* AIM OF THE TASK: Continue the passage about the musician Joviale from its last sentence.

* PASSAGE SHOWN:

The all-embracing scope of their music is unsurprising if you take into account Joviale’s numerous reference points. The singer’s latest project was partially borne from a YouTube odyssey in which they discovered Peter Shenai’s Hurricane Bells, a sound installation inspired by the devastating events of Hurricane Katrina. “I’m addicted to YouTube and I go down these massive tangents,” they admit. “I was really interested in hurricanes, entranced by how massive they can be and how destructive they are. [Shenai] was explaining how he was able to translate that into sound, then I thought, ‘I wonder if I could do that?’”

This approach is testament to a certain type of creative curiosity. Joviale is, put simply, a polymath: their practices are multi-disciplinary and run alongside their work as a special educational needs teacher and soon-to-be-student (they’re about to begin a Master’s in Art and Science). It’s these wide-roaming interests and influences that fuels their creativity: “It’s not that I don’t take music seriously,” they explain. “It just happens to be one of the channels that I express love through.”

* STUDY MATERIAL:

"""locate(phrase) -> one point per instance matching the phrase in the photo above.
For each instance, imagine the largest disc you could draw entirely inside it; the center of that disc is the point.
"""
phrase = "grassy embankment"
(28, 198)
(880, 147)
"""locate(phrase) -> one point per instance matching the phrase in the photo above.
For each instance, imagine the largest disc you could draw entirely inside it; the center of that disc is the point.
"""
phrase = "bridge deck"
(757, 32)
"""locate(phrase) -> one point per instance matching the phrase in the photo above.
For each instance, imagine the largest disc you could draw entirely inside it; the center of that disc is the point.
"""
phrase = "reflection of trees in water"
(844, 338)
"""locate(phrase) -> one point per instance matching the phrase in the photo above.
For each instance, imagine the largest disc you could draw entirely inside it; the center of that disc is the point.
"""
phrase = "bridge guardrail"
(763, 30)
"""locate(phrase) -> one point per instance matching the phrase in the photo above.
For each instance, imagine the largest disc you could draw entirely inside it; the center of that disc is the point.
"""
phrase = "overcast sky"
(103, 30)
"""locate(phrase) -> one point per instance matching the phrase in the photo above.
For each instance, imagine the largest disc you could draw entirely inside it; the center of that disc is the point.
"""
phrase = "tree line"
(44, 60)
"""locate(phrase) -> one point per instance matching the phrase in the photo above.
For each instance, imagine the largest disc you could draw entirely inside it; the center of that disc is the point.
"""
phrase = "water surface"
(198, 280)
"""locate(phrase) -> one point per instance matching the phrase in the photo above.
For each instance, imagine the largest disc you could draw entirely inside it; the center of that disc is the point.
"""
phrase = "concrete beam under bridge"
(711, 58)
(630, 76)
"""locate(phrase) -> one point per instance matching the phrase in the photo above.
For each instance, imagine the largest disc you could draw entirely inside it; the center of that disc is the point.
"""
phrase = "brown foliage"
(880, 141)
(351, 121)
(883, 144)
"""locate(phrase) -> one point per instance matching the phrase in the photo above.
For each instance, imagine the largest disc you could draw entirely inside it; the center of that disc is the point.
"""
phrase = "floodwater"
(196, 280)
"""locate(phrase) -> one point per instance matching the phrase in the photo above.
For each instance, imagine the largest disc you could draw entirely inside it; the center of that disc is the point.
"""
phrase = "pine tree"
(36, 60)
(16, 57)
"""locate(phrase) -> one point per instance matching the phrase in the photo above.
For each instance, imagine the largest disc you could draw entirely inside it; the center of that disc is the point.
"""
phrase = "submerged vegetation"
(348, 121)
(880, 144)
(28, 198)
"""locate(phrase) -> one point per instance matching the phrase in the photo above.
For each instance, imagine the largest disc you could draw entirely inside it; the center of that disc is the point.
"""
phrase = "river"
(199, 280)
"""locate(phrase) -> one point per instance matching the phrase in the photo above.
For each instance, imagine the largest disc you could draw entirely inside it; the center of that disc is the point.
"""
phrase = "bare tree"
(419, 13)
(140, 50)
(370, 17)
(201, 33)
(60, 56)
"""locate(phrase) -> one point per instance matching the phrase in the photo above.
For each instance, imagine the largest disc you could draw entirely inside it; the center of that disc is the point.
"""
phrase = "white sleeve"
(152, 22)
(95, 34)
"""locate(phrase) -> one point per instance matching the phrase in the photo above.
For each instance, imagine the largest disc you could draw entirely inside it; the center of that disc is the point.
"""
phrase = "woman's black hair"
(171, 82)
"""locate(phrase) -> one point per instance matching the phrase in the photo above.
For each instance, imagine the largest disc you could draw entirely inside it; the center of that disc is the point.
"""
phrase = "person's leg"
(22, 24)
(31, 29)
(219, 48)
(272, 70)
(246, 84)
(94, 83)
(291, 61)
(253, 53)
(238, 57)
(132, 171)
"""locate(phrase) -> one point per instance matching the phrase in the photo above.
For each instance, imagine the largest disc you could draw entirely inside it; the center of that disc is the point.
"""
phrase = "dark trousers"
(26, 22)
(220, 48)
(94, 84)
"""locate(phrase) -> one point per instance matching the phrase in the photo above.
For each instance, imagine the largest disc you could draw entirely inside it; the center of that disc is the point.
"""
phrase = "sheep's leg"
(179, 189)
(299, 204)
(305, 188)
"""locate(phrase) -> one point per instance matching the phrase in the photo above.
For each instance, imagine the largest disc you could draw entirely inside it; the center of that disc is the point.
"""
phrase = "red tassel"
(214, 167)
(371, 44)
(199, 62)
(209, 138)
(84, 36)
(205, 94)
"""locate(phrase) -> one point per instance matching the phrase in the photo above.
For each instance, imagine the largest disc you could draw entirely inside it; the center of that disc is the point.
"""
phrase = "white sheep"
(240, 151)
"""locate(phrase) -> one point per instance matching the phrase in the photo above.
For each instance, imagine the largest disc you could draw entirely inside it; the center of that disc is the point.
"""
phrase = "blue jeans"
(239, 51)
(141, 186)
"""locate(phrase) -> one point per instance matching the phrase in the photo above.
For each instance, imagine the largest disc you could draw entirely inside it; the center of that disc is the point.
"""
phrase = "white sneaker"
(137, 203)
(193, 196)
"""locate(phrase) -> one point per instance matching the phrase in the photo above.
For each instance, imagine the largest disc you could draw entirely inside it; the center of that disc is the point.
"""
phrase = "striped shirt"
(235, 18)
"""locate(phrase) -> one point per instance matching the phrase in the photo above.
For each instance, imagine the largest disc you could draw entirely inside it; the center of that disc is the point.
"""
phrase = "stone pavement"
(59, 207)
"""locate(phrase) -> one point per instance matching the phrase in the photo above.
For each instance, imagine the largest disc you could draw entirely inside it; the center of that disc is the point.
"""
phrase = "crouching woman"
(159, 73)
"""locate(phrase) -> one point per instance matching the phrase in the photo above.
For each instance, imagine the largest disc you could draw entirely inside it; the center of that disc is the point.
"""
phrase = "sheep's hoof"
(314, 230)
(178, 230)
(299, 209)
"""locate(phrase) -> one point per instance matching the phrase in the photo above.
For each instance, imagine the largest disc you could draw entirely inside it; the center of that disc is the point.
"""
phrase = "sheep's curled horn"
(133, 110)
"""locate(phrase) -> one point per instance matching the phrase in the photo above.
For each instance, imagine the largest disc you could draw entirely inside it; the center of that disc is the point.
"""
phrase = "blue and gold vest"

* OUTPUT FOR THIS TASK:
An affinity for art is something Joviale discovered as a child. Born to Congolese parents in north London, Joviale had a strong passion for music but never expected to pursue it as a career. Growing up with their mum, they’d immerse themselves in a mixture of traditional Congolese music and 80s power ballads, as well as the slick R&B superstars of the early noughties like Beyoncé and Rihanna, sourced from MTV binges the artist recounts as “obsessive”.

They sang as well, but only along to a karaoke machine, in private. This spurred them on to teach themselves guitar chord shapes via Google images in order to play along to their favourite songs. Occasionally, they would write poems in journals. “I wasn’t that confident,” they reveal. “I think my voice has always been hard to place, I didn’t have a big belty voice. With my writing, I thought, ‘I’m never going to do this in an open mic, and I’m never going to be able to talk about this.’ So if I put it to music maybe it will sound a little bit better, or one day I might be brave enough to put it out there.”

Then, in their early 20s, an opportunity arose to perform while they were spending time in Amsterdam. A band had dropped out of a university festival, and Joviale stepped in. Something must have clicked – their second time on stage was one year later in New York. “I was running out of money!” they laugh. “I wasn’t out there to meet musicians or whatever. I was like, ‘Oh, like they actually pay quite well here, like $250 a show – I’m gonna do this.’” Their calming live presence combined with a host of recordings serendipitously posted on SoundCloud meant people began to take notice. Things took off: fans enthusiastically shared their tracks online, and as a result, labels started to reach out with deal offers. But Joviale had never anticipated any of it, and found it deeply overwhelming.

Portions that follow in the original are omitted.